§ Material provided:
------------------------------
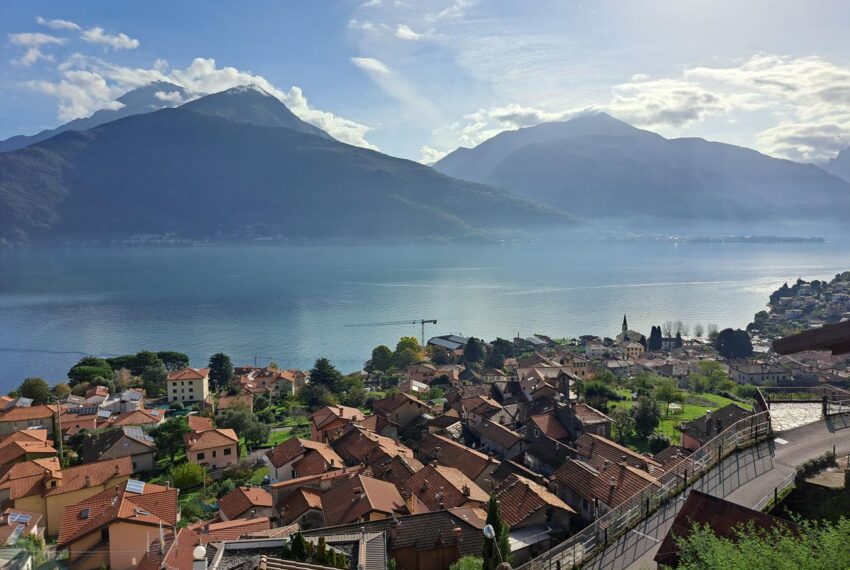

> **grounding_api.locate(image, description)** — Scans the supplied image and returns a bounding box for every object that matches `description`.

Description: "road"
[584,414,850,570]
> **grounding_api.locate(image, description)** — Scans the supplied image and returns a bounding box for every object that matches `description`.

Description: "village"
[0,302,850,570]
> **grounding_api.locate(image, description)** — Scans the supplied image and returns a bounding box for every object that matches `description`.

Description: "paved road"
[585,415,850,570]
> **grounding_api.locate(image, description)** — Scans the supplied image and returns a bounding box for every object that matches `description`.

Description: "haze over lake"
[0,242,850,391]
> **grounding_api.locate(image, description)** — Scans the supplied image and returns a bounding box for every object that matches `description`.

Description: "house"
[655,490,799,568]
[0,429,57,467]
[418,433,499,490]
[165,368,210,403]
[216,394,254,416]
[218,487,274,521]
[266,437,344,482]
[56,480,179,570]
[310,406,366,441]
[676,404,753,451]
[473,421,527,459]
[729,360,791,386]
[494,474,576,564]
[0,457,133,536]
[553,459,656,522]
[81,426,156,473]
[0,398,59,437]
[183,428,239,469]
[372,392,431,427]
[402,465,490,511]
[322,475,408,526]
[304,508,487,570]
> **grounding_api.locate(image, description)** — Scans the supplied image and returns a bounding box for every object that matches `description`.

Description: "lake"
[0,241,850,392]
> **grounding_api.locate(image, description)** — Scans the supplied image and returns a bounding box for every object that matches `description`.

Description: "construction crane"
[345,319,437,346]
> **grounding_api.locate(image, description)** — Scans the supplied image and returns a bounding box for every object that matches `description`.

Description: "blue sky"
[0,0,850,162]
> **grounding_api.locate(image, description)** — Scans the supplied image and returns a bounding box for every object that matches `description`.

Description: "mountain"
[0,88,571,243]
[0,81,186,152]
[823,148,850,182]
[434,113,850,223]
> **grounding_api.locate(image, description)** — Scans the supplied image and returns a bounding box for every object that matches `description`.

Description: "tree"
[714,329,753,358]
[463,337,484,362]
[18,376,52,405]
[365,344,393,372]
[309,358,344,392]
[210,352,233,390]
[676,518,850,570]
[655,379,685,415]
[481,495,511,570]
[68,356,112,386]
[151,417,190,462]
[610,408,635,443]
[156,350,189,372]
[168,461,206,491]
[632,398,661,439]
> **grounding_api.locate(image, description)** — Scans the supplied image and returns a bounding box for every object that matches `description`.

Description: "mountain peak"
[180,84,332,139]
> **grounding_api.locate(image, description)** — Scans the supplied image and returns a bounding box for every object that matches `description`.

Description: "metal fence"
[518,412,770,570]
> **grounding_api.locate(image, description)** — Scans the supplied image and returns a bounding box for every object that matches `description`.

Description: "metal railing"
[517,412,770,570]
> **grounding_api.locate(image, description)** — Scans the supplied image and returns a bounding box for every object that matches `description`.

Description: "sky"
[0,0,850,163]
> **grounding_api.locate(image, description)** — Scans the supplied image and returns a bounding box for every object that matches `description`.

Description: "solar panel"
[9,513,32,524]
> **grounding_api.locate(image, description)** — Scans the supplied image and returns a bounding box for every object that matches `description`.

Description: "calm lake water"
[0,242,850,392]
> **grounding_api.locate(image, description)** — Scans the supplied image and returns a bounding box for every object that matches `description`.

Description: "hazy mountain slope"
[435,115,850,221]
[823,148,850,182]
[0,81,186,152]
[0,87,569,242]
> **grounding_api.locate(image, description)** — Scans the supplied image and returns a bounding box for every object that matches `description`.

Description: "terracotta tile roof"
[419,434,499,480]
[280,487,322,524]
[473,421,522,450]
[655,490,799,568]
[679,404,753,443]
[186,414,213,433]
[553,459,655,507]
[310,406,366,429]
[168,368,210,382]
[57,482,178,548]
[183,428,239,451]
[575,433,661,469]
[0,405,59,423]
[44,457,133,496]
[531,412,570,440]
[218,487,272,520]
[495,475,575,527]
[403,465,490,511]
[266,437,343,472]
[575,404,611,426]
[322,475,407,526]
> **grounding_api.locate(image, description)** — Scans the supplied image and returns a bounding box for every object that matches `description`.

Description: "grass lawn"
[608,389,750,452]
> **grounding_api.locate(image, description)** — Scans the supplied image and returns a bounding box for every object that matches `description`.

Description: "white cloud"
[35,16,81,31]
[351,57,390,75]
[80,26,141,49]
[395,24,422,41]
[26,53,376,149]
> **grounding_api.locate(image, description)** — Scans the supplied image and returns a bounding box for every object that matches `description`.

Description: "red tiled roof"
[419,434,499,480]
[495,474,575,526]
[57,483,177,548]
[183,428,239,451]
[322,475,407,526]
[218,487,272,520]
[168,368,210,382]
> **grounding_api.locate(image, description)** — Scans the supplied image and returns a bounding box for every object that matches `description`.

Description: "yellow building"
[165,368,210,403]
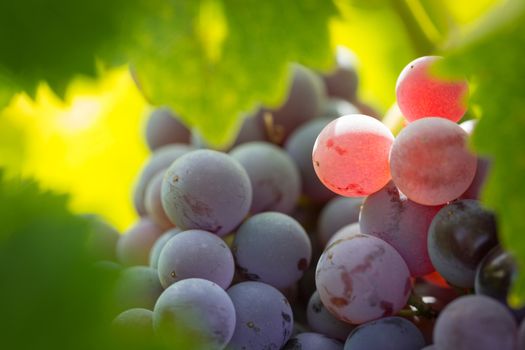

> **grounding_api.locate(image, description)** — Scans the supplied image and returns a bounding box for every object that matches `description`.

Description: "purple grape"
[285,118,335,203]
[282,332,343,350]
[111,308,153,342]
[162,150,252,236]
[149,227,181,269]
[153,278,235,349]
[227,281,294,350]
[317,197,366,246]
[230,142,301,214]
[158,230,235,289]
[117,218,163,266]
[144,170,175,230]
[345,316,426,350]
[434,295,517,350]
[232,212,312,288]
[306,291,354,341]
[428,199,498,288]
[146,107,190,151]
[271,64,326,140]
[315,234,412,324]
[326,222,361,247]
[359,181,441,277]
[133,144,194,216]
[323,46,359,101]
[474,246,525,320]
[114,266,163,311]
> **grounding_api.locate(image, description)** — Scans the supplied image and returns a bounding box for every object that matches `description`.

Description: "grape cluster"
[87,48,525,350]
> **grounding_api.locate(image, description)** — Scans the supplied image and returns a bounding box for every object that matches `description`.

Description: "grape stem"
[399,292,438,319]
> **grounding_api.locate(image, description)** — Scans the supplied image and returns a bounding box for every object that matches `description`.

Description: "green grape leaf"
[0,171,195,350]
[128,0,336,146]
[0,0,134,102]
[447,0,525,304]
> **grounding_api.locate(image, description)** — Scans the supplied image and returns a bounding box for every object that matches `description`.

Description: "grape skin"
[227,281,294,350]
[162,150,252,236]
[149,227,182,269]
[144,170,174,229]
[326,222,361,247]
[359,181,441,277]
[306,291,353,341]
[345,316,426,350]
[282,332,343,350]
[315,234,412,324]
[434,295,517,350]
[396,56,468,122]
[117,218,163,266]
[232,212,312,288]
[428,199,498,288]
[390,118,476,205]
[230,142,301,214]
[153,278,235,350]
[146,107,190,151]
[317,197,363,246]
[312,114,394,197]
[158,230,235,289]
[284,118,335,203]
[133,143,194,216]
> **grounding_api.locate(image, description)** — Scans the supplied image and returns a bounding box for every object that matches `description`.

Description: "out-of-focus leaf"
[0,0,136,100]
[0,68,147,230]
[442,0,525,303]
[128,0,336,146]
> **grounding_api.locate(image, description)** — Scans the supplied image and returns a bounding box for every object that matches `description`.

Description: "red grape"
[396,56,468,122]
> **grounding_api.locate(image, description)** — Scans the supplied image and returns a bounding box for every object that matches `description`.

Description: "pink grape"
[315,234,412,324]
[312,114,394,197]
[390,118,477,205]
[396,56,468,122]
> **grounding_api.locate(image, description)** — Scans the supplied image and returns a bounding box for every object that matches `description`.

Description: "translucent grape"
[149,227,181,269]
[133,143,194,216]
[146,107,190,151]
[153,278,235,349]
[285,118,335,203]
[162,150,252,236]
[227,282,294,350]
[144,170,175,229]
[474,246,525,320]
[312,114,394,197]
[306,291,353,341]
[230,142,301,214]
[396,56,468,122]
[317,197,363,246]
[111,308,153,342]
[158,230,235,289]
[345,317,426,350]
[117,218,164,266]
[232,212,312,288]
[315,234,412,324]
[390,118,476,205]
[325,222,361,247]
[114,266,163,311]
[434,295,517,350]
[359,181,441,277]
[428,199,498,288]
[282,332,343,350]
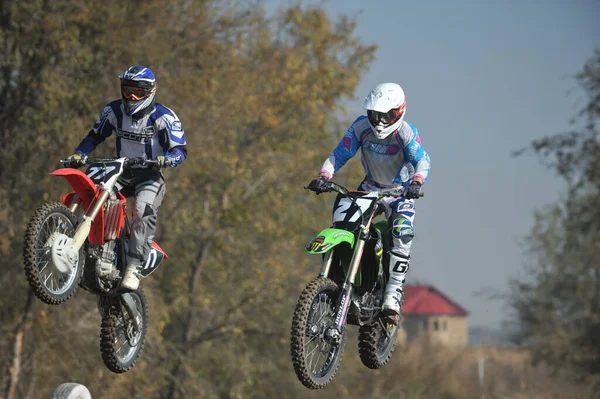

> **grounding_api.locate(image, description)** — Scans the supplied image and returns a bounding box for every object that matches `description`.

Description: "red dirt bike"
[23,158,167,373]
------------------------------
§ What is expected: Please pull out every line of the items that contains the word "roof", matching case exactly.

§ Full solution:
Description: "terracotta tile roof"
Description: "red tiled roof"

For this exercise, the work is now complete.